>> begin DATASET ROWS

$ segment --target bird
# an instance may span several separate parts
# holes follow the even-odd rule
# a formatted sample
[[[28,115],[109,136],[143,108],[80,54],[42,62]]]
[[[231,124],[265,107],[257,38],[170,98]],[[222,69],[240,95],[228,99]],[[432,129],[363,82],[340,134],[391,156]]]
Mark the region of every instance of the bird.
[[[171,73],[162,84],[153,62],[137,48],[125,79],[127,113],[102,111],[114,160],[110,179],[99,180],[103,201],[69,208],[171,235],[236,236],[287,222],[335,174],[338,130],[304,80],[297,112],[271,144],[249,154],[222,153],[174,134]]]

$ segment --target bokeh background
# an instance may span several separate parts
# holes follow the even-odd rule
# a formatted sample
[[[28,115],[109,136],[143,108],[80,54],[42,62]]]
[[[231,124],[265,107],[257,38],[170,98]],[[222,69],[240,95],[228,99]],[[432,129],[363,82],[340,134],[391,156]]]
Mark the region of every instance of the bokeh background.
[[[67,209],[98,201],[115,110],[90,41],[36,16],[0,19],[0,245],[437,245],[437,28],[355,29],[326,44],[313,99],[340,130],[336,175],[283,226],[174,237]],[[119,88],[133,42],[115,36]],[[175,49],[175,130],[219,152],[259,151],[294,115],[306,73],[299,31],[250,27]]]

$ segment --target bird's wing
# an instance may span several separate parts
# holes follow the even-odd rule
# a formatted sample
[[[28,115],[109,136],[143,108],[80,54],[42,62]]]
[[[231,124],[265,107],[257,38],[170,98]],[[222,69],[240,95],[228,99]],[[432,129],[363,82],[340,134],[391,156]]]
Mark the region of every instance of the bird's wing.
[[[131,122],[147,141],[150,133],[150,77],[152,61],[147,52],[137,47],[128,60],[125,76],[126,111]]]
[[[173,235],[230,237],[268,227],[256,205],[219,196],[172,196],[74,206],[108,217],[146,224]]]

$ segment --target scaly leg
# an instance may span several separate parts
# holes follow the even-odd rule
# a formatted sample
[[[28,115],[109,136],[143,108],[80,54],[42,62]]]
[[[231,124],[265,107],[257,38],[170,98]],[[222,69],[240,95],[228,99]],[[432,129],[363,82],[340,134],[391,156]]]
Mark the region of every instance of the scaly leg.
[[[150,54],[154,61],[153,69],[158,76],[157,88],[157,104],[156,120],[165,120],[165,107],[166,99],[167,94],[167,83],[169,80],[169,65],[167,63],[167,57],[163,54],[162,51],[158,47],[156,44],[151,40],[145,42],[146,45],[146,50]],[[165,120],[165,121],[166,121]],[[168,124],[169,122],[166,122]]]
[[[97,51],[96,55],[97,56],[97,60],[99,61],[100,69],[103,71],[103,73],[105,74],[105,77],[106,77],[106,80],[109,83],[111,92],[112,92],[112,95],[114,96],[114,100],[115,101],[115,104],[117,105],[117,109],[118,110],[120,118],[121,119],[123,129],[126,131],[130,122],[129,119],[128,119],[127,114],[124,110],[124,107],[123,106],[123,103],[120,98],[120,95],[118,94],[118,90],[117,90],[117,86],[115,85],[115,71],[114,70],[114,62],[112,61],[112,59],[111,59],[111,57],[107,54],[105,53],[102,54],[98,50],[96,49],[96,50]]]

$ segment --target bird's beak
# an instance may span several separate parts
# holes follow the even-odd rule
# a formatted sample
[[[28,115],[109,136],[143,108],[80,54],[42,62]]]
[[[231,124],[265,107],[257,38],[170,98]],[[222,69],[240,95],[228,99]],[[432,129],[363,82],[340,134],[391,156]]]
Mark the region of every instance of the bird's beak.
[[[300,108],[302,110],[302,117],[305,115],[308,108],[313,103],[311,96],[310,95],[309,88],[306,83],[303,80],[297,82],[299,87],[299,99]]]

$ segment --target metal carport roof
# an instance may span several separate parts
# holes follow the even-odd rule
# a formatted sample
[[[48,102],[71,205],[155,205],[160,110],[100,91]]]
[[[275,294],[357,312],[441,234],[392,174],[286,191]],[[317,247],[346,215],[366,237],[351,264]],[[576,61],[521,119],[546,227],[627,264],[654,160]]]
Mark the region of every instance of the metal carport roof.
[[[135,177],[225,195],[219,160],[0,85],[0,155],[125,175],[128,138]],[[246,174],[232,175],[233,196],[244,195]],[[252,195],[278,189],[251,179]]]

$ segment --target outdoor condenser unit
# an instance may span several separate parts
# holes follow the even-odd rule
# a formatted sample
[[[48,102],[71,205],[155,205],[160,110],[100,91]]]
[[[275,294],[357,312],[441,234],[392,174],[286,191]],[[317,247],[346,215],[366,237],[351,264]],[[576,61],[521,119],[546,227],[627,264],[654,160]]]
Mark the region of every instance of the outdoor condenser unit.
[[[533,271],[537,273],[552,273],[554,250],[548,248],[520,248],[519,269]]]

>> end DATASET ROWS

# [TASK]
Copy out each line above, character for character.

# [FINISHED EXERCISE]
$ segment --target bird
# an instance may span several separate parts
# holes follow the even-odd rule
# a formatted sample
[[[28,115],[109,136],[143,108],[80,54],[42,62]]]
[[[231,124],[265,107],[257,38],[170,98]],[[222,69],[240,95],[228,99]],[[432,129],[363,82],[340,134],[391,156]]]
Mark the region of every instance of the bird.
[[[171,73],[162,84],[153,62],[137,48],[125,79],[127,113],[102,111],[114,160],[110,179],[99,180],[103,201],[69,208],[171,235],[236,236],[287,222],[335,174],[338,130],[304,80],[297,112],[271,144],[249,154],[222,153],[174,134]]]

$ segment --target bokeh background
# an instance may span several separate parts
# holes follow the even-odd rule
# a formatted sample
[[[28,115],[109,136],[143,108],[80,54],[42,62]]]
[[[231,124],[265,107],[257,38],[170,98]],[[222,69],[240,95],[228,99]],[[432,129],[363,82],[340,134],[391,156]]]
Mark the region of every instance of the bokeh background.
[[[67,209],[98,201],[115,110],[90,41],[36,16],[0,19],[0,245],[437,245],[437,28],[355,29],[326,44],[313,99],[340,130],[336,175],[283,226],[174,237]],[[119,88],[133,42],[115,36]],[[175,49],[175,130],[219,152],[259,151],[294,115],[306,73],[299,31],[250,27]]]

$ segment --target bird's wing
# an instance may span several separate parts
# holes follow the even-odd rule
# a formatted sample
[[[28,115],[109,136],[143,108],[80,54],[42,62]]]
[[[231,124],[265,107],[257,38],[170,98]],[[222,69],[240,95],[228,99]],[[432,129],[363,82],[340,134],[391,156]]]
Mark the region of every instance of the bird's wing.
[[[131,122],[147,141],[150,133],[150,77],[152,61],[147,52],[137,47],[128,60],[125,76],[126,111]]]
[[[173,235],[230,237],[268,227],[256,205],[219,196],[172,196],[74,206],[108,217],[146,224]]]

$ segment --target scaly leg
# an instance may span several separate parts
# holes follow the even-odd rule
# a formatted sample
[[[28,115],[109,136],[143,108],[80,54],[42,62]]]
[[[231,124],[265,107],[257,38],[170,98]],[[222,69],[240,95],[228,99]],[[432,129],[363,82],[340,134],[391,156]]]
Mark the region of every instance of the scaly leg.
[[[150,54],[154,61],[153,69],[158,76],[157,88],[157,104],[156,120],[165,120],[165,107],[166,99],[167,94],[167,83],[169,80],[169,65],[167,63],[167,57],[163,54],[162,51],[158,47],[156,44],[151,40],[145,42],[146,45],[146,50]],[[165,120],[165,121],[166,121]],[[168,124],[169,122],[166,122]]]
[[[97,51],[96,55],[97,56],[97,60],[99,61],[100,69],[103,71],[103,73],[105,74],[105,77],[106,77],[106,80],[109,83],[111,92],[112,92],[112,95],[114,96],[114,100],[115,101],[115,104],[117,105],[117,109],[118,110],[120,118],[121,119],[123,129],[126,131],[130,122],[129,119],[128,119],[127,114],[124,110],[124,107],[123,106],[123,103],[120,98],[120,95],[118,94],[118,90],[117,90],[117,86],[115,85],[115,71],[114,70],[114,62],[112,61],[112,59],[111,59],[111,57],[107,54],[105,53],[102,54],[98,50],[96,49],[96,50]]]

$ segment --target bird's beak
# an instance may span several separate parts
# holes follow the even-odd rule
# a formatted sample
[[[28,115],[109,136],[143,108],[80,54],[42,62]]]
[[[231,124],[265,107],[257,38],[170,98]],[[222,69],[240,95],[228,99]],[[432,129],[363,82],[340,134],[391,156]]]
Mark the region of every instance of the bird's beak.
[[[300,108],[302,110],[302,117],[305,115],[308,108],[313,103],[311,96],[310,95],[309,88],[306,83],[303,80],[297,82],[299,87],[299,99]]]

$ segment --target metal carport roof
# an instance may span several separate parts
# holes follow the even-odd rule
# a formatted sample
[[[48,102],[71,205],[155,205],[160,110],[100,91]]]
[[[275,294],[357,312],[441,234],[392,174],[286,191]],[[317,247],[346,215],[366,237],[351,264]],[[576,61],[521,119],[546,227],[627,264],[654,160]]]
Mark the region of every instance of the metal carport roof.
[[[135,177],[225,195],[219,160],[0,85],[0,155],[125,175],[128,138]],[[246,174],[232,175],[233,196],[244,195]],[[252,195],[278,189],[251,179]]]

$ segment --target outdoor condenser unit
# an instance may span several separate parts
# holes follow the even-odd rule
# a formatted sample
[[[48,102],[71,205],[155,205],[160,110],[100,91]]]
[[[275,294],[357,312],[441,234],[392,174],[286,191]],[[317,247],[346,215],[366,237],[351,264]],[[576,61],[521,119],[546,227],[627,264],[654,160]]]
Mark the region of every instance of the outdoor condenser unit.
[[[533,271],[537,273],[552,273],[554,250],[548,248],[520,248],[519,269]]]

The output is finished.